───── Records shown ─────

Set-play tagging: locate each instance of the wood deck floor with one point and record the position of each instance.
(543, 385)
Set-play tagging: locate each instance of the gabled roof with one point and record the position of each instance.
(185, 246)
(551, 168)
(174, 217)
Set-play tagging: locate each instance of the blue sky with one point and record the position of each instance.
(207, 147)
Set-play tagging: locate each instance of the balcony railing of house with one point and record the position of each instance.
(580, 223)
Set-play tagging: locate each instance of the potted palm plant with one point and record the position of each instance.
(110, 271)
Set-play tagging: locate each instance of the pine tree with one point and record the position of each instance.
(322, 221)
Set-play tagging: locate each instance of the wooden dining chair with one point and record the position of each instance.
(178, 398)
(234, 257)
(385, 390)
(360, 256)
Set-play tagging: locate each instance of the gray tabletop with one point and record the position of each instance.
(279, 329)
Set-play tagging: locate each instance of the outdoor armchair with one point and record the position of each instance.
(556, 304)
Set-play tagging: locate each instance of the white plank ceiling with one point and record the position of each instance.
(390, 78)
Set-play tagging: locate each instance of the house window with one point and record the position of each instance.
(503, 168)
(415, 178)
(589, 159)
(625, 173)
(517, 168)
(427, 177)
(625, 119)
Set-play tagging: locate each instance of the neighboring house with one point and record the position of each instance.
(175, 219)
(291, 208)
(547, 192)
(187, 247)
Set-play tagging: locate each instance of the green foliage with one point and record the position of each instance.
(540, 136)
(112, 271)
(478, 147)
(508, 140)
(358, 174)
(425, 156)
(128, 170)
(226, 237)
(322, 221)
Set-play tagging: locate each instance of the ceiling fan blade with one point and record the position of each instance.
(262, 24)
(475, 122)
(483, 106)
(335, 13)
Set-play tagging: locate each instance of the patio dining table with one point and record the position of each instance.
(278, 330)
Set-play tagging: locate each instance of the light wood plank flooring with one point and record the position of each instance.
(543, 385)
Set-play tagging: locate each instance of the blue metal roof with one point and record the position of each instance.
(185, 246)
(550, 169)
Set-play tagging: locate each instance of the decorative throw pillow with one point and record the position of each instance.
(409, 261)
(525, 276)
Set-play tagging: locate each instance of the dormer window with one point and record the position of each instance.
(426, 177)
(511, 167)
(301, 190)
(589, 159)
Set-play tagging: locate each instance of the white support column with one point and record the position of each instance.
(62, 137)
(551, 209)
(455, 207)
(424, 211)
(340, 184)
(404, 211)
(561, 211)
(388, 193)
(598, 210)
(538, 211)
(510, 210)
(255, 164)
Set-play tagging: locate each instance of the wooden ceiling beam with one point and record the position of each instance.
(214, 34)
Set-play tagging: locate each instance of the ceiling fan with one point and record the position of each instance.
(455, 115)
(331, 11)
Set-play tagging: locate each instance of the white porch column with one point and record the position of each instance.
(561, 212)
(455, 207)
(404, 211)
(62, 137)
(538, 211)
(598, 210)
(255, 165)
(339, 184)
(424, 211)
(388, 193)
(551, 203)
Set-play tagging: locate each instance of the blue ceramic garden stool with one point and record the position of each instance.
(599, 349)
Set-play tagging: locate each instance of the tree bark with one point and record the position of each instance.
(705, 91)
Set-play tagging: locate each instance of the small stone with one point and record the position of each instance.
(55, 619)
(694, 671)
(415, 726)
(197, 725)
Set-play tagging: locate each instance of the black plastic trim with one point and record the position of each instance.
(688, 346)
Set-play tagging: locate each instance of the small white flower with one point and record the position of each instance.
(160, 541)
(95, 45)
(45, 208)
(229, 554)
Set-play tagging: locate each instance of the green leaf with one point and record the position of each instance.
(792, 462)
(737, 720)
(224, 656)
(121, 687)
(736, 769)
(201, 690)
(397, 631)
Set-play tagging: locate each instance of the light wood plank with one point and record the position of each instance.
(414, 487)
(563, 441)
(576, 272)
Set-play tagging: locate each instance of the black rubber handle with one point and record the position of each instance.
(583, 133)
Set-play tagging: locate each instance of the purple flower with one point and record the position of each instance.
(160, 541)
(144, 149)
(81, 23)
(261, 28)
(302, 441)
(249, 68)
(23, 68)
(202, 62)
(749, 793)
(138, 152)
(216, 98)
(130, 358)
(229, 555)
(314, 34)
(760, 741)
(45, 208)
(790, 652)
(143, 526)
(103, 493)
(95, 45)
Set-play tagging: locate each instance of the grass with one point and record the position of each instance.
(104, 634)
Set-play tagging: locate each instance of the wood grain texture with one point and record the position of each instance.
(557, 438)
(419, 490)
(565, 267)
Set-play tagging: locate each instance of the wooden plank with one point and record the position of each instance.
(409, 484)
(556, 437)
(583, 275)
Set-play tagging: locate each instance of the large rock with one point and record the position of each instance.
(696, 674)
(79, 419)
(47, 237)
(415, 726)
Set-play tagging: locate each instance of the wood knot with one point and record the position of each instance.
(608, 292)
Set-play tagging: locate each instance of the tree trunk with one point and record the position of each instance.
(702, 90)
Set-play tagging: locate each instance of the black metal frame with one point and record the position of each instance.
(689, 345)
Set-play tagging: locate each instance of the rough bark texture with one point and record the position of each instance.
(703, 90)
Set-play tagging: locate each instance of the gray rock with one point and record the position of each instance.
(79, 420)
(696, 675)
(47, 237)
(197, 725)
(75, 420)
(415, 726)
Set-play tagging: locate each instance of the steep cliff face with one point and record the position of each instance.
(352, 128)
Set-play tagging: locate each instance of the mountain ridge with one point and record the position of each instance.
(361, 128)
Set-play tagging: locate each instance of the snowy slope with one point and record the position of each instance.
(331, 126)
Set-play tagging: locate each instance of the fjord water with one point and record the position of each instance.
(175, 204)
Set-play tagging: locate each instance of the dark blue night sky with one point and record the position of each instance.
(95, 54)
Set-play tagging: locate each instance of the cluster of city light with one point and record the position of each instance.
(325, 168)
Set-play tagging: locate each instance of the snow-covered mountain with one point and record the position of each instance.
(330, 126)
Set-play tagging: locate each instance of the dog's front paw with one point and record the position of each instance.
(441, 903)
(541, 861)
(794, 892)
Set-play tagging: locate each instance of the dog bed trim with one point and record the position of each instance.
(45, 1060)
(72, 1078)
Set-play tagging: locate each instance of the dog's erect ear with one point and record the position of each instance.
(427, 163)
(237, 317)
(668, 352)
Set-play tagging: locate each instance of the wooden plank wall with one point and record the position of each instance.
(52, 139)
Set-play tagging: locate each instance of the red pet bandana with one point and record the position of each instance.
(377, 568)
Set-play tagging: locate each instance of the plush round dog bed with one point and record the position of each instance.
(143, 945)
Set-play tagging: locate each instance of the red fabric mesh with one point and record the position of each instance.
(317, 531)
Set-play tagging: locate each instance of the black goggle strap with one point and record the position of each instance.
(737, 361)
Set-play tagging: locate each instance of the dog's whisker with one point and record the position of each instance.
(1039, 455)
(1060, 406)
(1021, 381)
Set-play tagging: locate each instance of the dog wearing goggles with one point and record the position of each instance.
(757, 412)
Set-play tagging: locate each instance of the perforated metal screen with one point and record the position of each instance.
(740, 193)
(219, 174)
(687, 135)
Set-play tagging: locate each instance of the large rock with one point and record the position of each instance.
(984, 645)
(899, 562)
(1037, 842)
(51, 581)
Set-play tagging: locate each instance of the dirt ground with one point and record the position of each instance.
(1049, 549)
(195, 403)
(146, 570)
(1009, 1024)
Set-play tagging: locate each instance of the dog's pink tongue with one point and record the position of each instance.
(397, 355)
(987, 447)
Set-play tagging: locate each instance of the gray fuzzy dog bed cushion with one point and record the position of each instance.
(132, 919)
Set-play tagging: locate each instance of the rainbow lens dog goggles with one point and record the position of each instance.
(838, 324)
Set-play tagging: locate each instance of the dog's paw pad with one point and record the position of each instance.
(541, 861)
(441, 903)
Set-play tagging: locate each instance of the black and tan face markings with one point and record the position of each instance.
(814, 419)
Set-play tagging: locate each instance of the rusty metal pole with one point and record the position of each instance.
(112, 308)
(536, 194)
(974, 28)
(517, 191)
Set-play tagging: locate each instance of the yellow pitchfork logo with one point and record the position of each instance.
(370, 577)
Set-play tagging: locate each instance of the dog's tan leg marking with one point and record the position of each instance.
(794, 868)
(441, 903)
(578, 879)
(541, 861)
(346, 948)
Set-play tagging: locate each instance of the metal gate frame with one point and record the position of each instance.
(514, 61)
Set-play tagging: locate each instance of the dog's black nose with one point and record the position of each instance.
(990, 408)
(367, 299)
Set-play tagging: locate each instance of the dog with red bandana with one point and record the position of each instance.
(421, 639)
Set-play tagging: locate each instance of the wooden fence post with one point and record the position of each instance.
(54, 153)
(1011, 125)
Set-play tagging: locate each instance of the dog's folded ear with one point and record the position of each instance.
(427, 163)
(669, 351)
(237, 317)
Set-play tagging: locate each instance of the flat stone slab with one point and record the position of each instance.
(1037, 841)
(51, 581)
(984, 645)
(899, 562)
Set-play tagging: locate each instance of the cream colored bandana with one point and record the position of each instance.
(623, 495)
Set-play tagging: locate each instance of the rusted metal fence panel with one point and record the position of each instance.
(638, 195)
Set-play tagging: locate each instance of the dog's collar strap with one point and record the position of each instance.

─────

◆ **Prompt**
The line containing "Set-play tagging: locate each instance of the dog with" and every line after it, through the end of the records, should be repeated exactly and alone.

◆ **Output for this task**
Set-play tagging: locate each instance of the dog with red bandana with one point and record the position of each instance.
(421, 639)
Set-play tagging: locate each instance of the wooden fence post with one point and record the position of each instance.
(54, 153)
(1011, 125)
Set-play tagging: locate each instance of the dog's folded ear with one point and record the position of each instance.
(427, 163)
(669, 351)
(237, 317)
Set-play tagging: locate each instance of the flat stone slab with one point and record the position of each instance.
(1037, 841)
(51, 581)
(984, 645)
(899, 562)
Set-play tagging: locate each instance of the cream colored bandana with one point and record the position of each instance.
(623, 495)
Set-play tagging: locate each instance of the rusted metal fence panel with one point and record the position of each instance.
(638, 195)
Set-play tagging: locate each instance of the dog's collar strap with one point and record the position of each instance.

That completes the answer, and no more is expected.